--- start Selected extract ---

It doens't help that the Neutron data-model at the time that I was working on in (say 12 months ago or so) was terrible and basically impossible to scale/make to perform.
Inevitably you were then stuck with the deprecated and janky nova-network interface. Which while efficient and fast was also old and missing tons of stuff - meaning more monkey patching and janking around. Not to mention the fact that because of it's deprecation many completely ridiculous bugs befell it in later releases. (Grizzly and onwards basically)
TBH I am so disillusioned with the project I hope I don't have to work in or around it again.
You're not the first I've heard this from, nor do I suspect the last.
The problem isn't that the code is bad as much as it is that the climate often makes it impossible to fix it. Review queues are weeks or months long. The article makes a good point about the necessary man hours to work on OpenStack. I've seen code removed not because it didn't have a maintainer, but because 200 lines of code didn't have 3-5 full time developers. Insanity persists and money talks.
Looking back, I'd say that OpenStack Nova in the beginning was never this bad. It may not have been the best thing ever, because it wasn't, but no code needs to be terribly great in the beginning. The beginning of a project needs good process more than it needs good code, and OpenStack didn't establish this well enough, early enough.
OpenStack never had a solid, centralized architectural vision. Anyone that attempted to contribute architecturally was essentially ejected. Those that flushed millions into controlling the process and millions more into building adhoc features got their way. I mistakenly advocated early for wrangling control from Rackspace. The increased influence gained by individual contributors was quickly dwarfed by large corporate influences.
I'm still involved with OpenStack, but far less than I had been in the past. Mostly, I prefer to see myself peripherally involved where I might improve the lives of those trapped in that ecosystem, either to help them deal with the pains they've inflicted upon themselves, or to escape them entirely.

--- end Selected extract ---

Quote the OpenStack discussion from "TBH I am so" to "enough, early enough.".

--- start Items ---

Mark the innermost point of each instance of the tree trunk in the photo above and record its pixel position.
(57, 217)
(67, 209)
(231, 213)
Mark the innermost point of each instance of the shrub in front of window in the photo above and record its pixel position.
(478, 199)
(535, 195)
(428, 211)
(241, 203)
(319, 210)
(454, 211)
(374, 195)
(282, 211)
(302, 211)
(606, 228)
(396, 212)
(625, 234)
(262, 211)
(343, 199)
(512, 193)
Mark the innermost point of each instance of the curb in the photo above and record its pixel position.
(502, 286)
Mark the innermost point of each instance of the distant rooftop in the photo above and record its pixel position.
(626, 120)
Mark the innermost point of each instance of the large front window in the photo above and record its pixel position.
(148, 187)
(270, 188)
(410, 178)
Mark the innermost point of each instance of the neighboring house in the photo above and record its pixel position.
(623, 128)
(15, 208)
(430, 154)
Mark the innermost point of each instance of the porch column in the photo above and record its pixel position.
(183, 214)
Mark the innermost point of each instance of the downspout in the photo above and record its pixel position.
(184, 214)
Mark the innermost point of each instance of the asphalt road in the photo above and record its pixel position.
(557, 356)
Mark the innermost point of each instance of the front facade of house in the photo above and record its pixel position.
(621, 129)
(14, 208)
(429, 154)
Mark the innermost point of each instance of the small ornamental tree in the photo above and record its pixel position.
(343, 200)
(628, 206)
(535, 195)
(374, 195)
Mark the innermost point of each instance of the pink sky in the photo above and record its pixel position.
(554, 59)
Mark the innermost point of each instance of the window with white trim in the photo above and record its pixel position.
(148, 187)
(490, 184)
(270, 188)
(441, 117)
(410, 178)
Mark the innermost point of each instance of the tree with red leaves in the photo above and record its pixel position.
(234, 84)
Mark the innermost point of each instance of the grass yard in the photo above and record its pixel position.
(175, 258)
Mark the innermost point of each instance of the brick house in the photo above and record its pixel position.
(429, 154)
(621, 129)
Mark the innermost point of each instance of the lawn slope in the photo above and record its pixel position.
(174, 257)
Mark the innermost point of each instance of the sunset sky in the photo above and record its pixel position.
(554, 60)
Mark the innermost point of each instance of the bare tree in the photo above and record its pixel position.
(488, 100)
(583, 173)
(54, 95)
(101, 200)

--- end Items ---

§ **Solution to the problem**
TBH I am so disillusioned with the project I hope I don't have to work in or around it again.
You're not the first I've heard this from, nor do I suspect the last.
The problem isn't that the code is bad as much as it is that the climate often makes it impossible to fix it. Review queues are weeks or months long. The article makes a good point about the necessary man hours to work on OpenStack. I've seen code removed not because it didn't have a maintainer, but because 200 lines of code didn't have 3-5 full time developers. Insanity persists and money talks.
Looking back, I'd say that OpenStack Nova in the beginning was never this bad. It may not have been the best thing ever, because it wasn't, but no code needs to be terribly great in the beginning. The beginning of a project needs good process more than it needs good code, and OpenStack didn't establish this well enough, early enough.